[Stored data entries]
....................

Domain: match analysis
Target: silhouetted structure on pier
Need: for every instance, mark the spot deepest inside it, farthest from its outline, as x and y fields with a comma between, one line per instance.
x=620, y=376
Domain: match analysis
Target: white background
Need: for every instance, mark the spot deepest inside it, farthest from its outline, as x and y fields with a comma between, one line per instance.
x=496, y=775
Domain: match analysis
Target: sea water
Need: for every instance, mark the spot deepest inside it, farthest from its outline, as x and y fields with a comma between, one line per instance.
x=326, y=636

....................

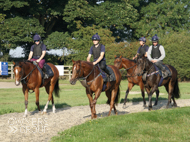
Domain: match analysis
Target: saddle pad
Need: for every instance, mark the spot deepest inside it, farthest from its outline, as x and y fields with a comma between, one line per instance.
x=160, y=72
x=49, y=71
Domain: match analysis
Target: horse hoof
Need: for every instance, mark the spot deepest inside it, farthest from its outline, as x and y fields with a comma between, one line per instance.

....................

Task description – Only a number is expected here: the tally of lines above that contain "Target". Please write nothing more.

Result – 5